● **RECORDS**:
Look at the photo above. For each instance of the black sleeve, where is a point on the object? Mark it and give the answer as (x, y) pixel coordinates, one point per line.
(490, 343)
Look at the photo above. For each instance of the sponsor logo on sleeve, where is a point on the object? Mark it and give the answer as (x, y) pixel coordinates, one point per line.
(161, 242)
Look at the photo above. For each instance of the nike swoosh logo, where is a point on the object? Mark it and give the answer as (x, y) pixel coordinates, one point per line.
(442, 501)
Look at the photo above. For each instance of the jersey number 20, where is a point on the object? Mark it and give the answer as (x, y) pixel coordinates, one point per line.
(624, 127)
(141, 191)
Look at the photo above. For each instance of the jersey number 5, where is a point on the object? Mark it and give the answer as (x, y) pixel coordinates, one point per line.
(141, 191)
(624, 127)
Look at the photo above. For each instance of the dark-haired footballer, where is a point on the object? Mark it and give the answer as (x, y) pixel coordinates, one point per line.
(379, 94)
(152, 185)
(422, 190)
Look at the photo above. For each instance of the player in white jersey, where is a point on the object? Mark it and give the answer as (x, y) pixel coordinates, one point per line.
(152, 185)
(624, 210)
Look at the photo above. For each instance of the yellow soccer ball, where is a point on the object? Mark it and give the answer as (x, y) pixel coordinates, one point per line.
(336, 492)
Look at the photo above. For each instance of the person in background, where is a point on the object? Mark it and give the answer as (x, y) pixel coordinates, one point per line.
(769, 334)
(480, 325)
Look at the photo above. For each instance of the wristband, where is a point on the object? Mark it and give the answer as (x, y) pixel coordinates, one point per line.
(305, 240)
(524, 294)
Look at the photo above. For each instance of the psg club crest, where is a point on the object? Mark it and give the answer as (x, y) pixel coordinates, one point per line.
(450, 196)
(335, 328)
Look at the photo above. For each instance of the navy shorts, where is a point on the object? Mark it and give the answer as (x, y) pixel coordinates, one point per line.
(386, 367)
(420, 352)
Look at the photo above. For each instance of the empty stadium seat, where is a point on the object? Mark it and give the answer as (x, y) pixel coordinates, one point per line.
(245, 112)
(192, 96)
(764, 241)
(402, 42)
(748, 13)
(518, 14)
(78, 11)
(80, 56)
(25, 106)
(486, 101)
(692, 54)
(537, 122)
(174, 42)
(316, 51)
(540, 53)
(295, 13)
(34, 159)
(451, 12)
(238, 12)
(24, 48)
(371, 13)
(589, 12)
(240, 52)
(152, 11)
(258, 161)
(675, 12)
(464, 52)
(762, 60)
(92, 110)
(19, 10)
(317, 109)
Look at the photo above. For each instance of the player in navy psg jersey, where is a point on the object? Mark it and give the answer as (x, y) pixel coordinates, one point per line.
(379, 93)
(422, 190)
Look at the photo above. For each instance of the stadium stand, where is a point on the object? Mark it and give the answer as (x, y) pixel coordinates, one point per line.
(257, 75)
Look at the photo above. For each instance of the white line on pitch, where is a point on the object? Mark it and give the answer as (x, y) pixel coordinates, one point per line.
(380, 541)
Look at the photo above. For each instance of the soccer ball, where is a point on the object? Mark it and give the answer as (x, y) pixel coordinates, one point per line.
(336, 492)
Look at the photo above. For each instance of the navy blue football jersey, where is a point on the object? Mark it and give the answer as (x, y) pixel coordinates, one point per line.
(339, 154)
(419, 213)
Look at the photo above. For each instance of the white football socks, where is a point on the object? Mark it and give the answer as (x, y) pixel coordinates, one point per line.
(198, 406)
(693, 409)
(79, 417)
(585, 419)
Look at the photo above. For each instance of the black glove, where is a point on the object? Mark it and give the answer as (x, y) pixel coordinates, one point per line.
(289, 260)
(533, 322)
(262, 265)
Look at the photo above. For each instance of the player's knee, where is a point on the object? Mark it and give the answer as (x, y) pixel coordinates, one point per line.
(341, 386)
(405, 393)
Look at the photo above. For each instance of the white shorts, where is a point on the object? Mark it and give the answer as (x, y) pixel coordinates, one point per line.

● **AIM**:
Copy all of the material above again, changing every "Mark it" to "Locate it" and keeping everything else the same.

● **PROBLEM SOLUTION**:
Look at the photo above. For each instance of the black sleeve, where is a point on the object? Locate it and give the answer as (x, y) pixel coordinates, one point per line.
(490, 343)
Look at the photo above. For each instance of the sponsor logo on sleeve, where is a point on the object? Locate it and give the answer as (x, y) pixel coordinates, one point per line.
(161, 242)
Look at the photo above. For each instance of the nike swoosh logo, where is a point on the object? Locate it and give the answer as (x, y) pixel coordinates, one point per line.
(442, 501)
Look at the photo above. For each instance of the jersey number 20, where is a point on the object? Locate it and give the answer as (x, y) pixel coordinates, one point per line.
(624, 127)
(141, 191)
Look at the photo above. For each instance of the jersey number 5, where is a point on the object? Locate it and give the answer as (x, y) pixel coordinates, one point per line.
(141, 191)
(624, 127)
Look at the photo above. For each instance of the dark-haired footballer, where is a point on the object? Locate it and give the answer as (x, y) pixel coordinates, one point per line.
(379, 94)
(152, 185)
(422, 190)
Look at the photo above. For each instance of the player in white jersey, where is a point on the object? Locate it and give the answer as (x, y) pixel coordinates, one point per line.
(152, 185)
(624, 210)
Look at the photo above. For each instance of the yellow soccer ball, where is a point on the object? Locate it and give the answer as (x, y) pixel coordinates, one point per line.
(336, 492)
Look at the photo above. For each instance of the person in background, where is a point on the object? Locate it and give the answer as (x, y) pixel coordinates, one point per line.
(769, 334)
(480, 325)
Look at the photo above. For each instance of the wristband, where is a point on the object? Locate it and give the answer as (x, y) pixel coordinates, one point per line.
(305, 240)
(524, 294)
Look at the photo above. For each instance of the psg club crest, where is a point on the object? Locate it and give the answer as (x, y) pixel coordinates, one point per line.
(450, 196)
(335, 328)
Look at the photo above. For each instance of the navy shorts, where is a point on the object? Locate it and give the answer as (x, y) pixel coordinates, one point per line.
(386, 367)
(420, 352)
Look at the photo above. For each instance of the empty stadium seat, where is a point on the object? Locate it and give the answer as (x, y) pixel coordinates, one point per line.
(245, 112)
(192, 96)
(764, 241)
(402, 42)
(748, 13)
(518, 14)
(78, 11)
(80, 56)
(25, 106)
(486, 101)
(692, 54)
(537, 122)
(174, 42)
(316, 51)
(540, 53)
(295, 13)
(34, 159)
(451, 12)
(238, 12)
(24, 48)
(371, 13)
(589, 12)
(240, 52)
(152, 11)
(258, 161)
(675, 12)
(464, 52)
(762, 60)
(92, 110)
(19, 10)
(317, 109)
Look at the photo above. For each instance of the player in navy psg jersey, where is a point on the object? Locate it and give the answer as (x, y) pixel coordinates, one point per line.
(379, 93)
(422, 190)
Look at the photo above. For each instance of the stadium stand, where is a point on the object? Locate it and give the answer as (x, y) pixel coordinates, one point per line.
(257, 75)
Look at the photo above. For each instance of the white line on pitch, where is a point on the object? Locate it and give the answer as (x, y) pixel coordinates, one point per line.
(380, 541)
Look at the photo above. For each instance of the soccer ball, where is a point on the object? Locate it and give the answer as (x, y) pixel coordinates, one point per line.
(336, 492)
Look at the photo above. For each instance of the navy blue football jersey, where is a point on the object? Locate it and give the answer as (x, y) pixel coordinates, one point per line.
(339, 154)
(419, 213)
Look at the photo above. For each instance of the white football socks, where is a point on the object? Locate it and give the answer as (x, y) pixel coordinates, one point per line.
(198, 406)
(693, 409)
(79, 417)
(585, 419)
Look at the photo above. For each instance of the black glove, where is a point on the object? Locate it and give the answer as (x, y) pixel coordinates, one point per line.
(289, 260)
(533, 322)
(262, 265)
Look at the photo above. For each instance of the player's knee, where is a point on the object? Locate it and give the answer as (x, y) pixel coordinates, one point per line.
(341, 386)
(405, 393)
Look at the photo above. For each instance of the white shorts, where is a point on the object? Locate it and give the answer as (x, y) pixel coordinates, one point per line.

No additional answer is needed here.